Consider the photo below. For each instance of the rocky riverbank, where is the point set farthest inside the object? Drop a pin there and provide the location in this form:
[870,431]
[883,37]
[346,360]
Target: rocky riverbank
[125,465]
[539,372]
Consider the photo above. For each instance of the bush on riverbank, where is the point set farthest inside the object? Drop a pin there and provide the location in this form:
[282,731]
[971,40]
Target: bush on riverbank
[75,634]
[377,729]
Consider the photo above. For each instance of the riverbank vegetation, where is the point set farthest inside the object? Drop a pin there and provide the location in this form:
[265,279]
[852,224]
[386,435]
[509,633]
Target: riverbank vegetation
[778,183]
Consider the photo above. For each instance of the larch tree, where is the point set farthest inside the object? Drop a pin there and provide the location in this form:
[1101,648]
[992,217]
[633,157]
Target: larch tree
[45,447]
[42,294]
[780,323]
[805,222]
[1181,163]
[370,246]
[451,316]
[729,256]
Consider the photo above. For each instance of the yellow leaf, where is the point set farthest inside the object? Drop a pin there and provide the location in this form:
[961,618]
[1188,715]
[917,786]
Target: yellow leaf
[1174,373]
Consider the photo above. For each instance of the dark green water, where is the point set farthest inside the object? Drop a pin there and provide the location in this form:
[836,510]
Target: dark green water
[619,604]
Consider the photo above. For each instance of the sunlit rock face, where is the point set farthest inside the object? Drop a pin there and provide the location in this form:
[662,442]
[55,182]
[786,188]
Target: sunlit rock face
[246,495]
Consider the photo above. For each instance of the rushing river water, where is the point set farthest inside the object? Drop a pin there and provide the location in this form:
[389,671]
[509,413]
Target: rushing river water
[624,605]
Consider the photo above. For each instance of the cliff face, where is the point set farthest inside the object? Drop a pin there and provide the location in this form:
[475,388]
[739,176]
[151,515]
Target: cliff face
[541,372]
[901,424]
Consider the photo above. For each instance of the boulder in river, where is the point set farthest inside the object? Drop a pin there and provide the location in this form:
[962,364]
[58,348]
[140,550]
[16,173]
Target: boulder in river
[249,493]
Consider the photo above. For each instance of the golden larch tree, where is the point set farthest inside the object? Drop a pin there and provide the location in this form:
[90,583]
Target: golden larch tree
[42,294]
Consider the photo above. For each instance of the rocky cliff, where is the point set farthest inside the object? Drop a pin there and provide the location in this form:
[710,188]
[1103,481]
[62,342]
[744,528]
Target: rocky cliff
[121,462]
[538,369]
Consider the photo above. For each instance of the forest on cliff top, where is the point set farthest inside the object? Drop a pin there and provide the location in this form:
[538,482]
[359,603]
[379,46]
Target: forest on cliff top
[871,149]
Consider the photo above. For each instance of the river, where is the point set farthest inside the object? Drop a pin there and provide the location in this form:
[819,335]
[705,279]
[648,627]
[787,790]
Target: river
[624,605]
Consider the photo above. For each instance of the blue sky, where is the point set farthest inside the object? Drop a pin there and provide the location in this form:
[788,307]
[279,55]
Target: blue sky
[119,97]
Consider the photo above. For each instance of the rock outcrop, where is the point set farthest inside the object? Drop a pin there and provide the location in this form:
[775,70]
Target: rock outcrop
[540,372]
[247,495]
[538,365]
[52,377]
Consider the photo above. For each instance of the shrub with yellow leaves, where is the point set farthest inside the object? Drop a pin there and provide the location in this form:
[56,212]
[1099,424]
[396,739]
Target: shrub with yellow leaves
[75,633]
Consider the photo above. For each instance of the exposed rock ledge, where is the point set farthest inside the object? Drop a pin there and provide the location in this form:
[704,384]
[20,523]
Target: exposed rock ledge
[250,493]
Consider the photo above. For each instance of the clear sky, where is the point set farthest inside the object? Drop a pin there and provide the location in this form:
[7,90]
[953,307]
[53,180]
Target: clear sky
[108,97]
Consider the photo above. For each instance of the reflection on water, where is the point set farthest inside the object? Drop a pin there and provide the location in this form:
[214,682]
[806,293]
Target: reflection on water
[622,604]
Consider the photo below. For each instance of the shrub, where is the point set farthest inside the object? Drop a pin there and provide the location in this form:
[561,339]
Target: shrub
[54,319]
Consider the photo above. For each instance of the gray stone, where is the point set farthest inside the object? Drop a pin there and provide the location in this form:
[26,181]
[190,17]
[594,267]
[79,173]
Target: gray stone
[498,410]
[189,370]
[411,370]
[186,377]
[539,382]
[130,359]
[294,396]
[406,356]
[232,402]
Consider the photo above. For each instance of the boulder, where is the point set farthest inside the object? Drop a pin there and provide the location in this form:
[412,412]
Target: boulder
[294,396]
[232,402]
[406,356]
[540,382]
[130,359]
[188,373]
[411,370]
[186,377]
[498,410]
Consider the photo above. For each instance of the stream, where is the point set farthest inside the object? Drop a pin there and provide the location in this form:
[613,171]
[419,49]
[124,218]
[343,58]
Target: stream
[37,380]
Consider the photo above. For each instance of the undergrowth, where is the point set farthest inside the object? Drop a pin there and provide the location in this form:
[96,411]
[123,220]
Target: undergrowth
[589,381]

#####

# Exercise brief:
Retype the material in full. Each word must match.

# Full solution:
Consider the photo below. For each instance of the rocky riverbank, where is the point set farthest inside the object? Drop a pin there and provide the location in this form:
[870,431]
[883,37]
[346,360]
Target: rocky riverbank
[125,465]
[539,372]
Consider the photo above. For each instance of the bush on riverbank, where is the point set farthest inside the object? Drop a pin there and provide the location in this form:
[282,731]
[971,40]
Target: bush on riverbank
[75,634]
[377,729]
Consider the photo above. For each instance of the riverbank vegetation, where is the point set farthest inside the object? Drop a pin there and provide the location in this form:
[265,279]
[852,224]
[386,435]
[509,633]
Target: riverbank vegetation
[778,183]
Consider the photo above. For each instance of the larch tree, where is the point set farthest inside the object? Drop a pin there and provide the location in this form:
[1101,648]
[992,217]
[633,157]
Target: larch tree
[45,447]
[42,294]
[780,323]
[805,222]
[1181,163]
[370,246]
[451,316]
[729,256]
Consider the photo above. For each instance of the yellow leaf, where is the point set farthest inside the object? Drop a pin there and provide the location in this form:
[961,618]
[1188,715]
[917,786]
Target: yellow leaf
[1174,373]
Consider the photo above. For each instance of the dark green water, where is the point set farthest inside the object? Drop a pin there and provide the location in this form:
[836,510]
Target: dark green water
[619,604]
Consider the photo above. For each instance of the sunlit rock face, where is the point set farthest inside the object? Drop a pin there and provide the location in this form:
[662,442]
[55,182]
[786,188]
Target: sunlit rock face
[246,495]
Consider the photo above. For each instance of the rushing river water, where is the point set farthest inside the object? Drop a pin there and provide the location in this form:
[389,671]
[509,413]
Target: rushing river water
[624,605]
Consider the photo above. For each instance of the cliff face, where is the point set farthest inside the object? Drop a pin there and provide the location in this form:
[475,388]
[739,176]
[151,515]
Target: cliff face
[541,372]
[901,424]
Consider the photo above. For each instance of the boulder in river, where is the point set farthest inside the object? Drop a pin there and provide the location in this form:
[962,364]
[58,348]
[140,550]
[16,173]
Target: boulder in river
[249,493]
Consider the photo above. For each instance of the golden larch tree, where is the point set farthest inside the object? Drop a pin there and provide the location in this form:
[90,583]
Target: golden larch tree
[42,294]
Consider the photo above. For each instance of the rocky cliff, where is the point set farthest inside the object? Drop a pin there and provide the location in this form:
[710,188]
[1103,481]
[62,342]
[744,528]
Target: rocky cliff
[121,462]
[538,369]
Consider the photo above. For each instance of the forest on cliff top, where is the point set farthest inside the object? Drop a pin there and provide the location in this form:
[538,482]
[359,603]
[379,46]
Target: forest on cliff top
[871,149]
Consider the photo above. For each instance of the river, where is the point set farthest inside the object? Drop a pin there and provide the location in this form:
[819,335]
[705,279]
[648,627]
[787,790]
Target: river
[624,605]
Consider the photo above. For each instance of the blue sky, where is the point set farthest inside the object? Drop a pin there and provide the location in this form:
[788,307]
[279,55]
Target: blue sky
[119,97]
Consider the photo above. For each instance of the rock outcrop, where is the point set farthest inside the object? Drop a pin there and provide the location in this form:
[775,70]
Target: rock outcrop
[540,372]
[247,495]
[538,365]
[52,377]
Consider the photo above. For each instance of the shrub with yellow leaves, where is the point set farthest inside the object? Drop a pin there and provide the location in this form:
[56,212]
[1099,424]
[396,739]
Target: shrub with yellow leaves
[75,633]
Consider the photo above. For each instance of the exposed rock ledge, where is the point set farthest inside the object? Drop a pin there and provide the location in this form:
[704,384]
[20,523]
Target: exposed rock ledge
[250,493]
Consider the photo above. For each instance of the clear sky, where is the point set farthest inside the object? Drop a pin there and provide the location in this form:
[7,90]
[953,307]
[53,180]
Target: clear sky
[108,97]
Consider the photo above. For each instance of the reflection on water, where is the point set farthest inside the object? Drop a pin there and provide the location in this form:
[214,682]
[806,293]
Target: reflection on water
[622,604]
Consider the photo below. For each instance of the shrub, where is the point set farthest inside the object? Drop a pin there and provide the location in this form:
[561,339]
Target: shrub
[54,319]
Consider the photo above. For each instance of the gray stone, where is the point set farthest inside the object? Drop a pin there and provide the location in this form:
[26,181]
[190,17]
[594,267]
[79,173]
Target: gray stone
[498,410]
[189,370]
[411,370]
[186,377]
[539,382]
[130,359]
[294,396]
[406,356]
[232,402]
Consider the photo above. For each instance of the boulder, where is the point set farthest inside the object? Drop a pin there and provide the location in this form:
[412,412]
Target: boulder
[294,396]
[232,402]
[406,356]
[540,382]
[130,359]
[188,373]
[411,370]
[186,377]
[498,410]
Consider the photo above. For each instance of the stream, where is the point set farthest inside the object? Drop a pin there and provide the location in this form:
[613,171]
[419,49]
[124,218]
[343,58]
Target: stream
[37,380]
Consider the photo above. For each instance of the undergrowth, where is the point set farthest inside the object? Drop a pin there and provide the location in this form:
[96,411]
[123,220]
Target: undergrowth
[589,381]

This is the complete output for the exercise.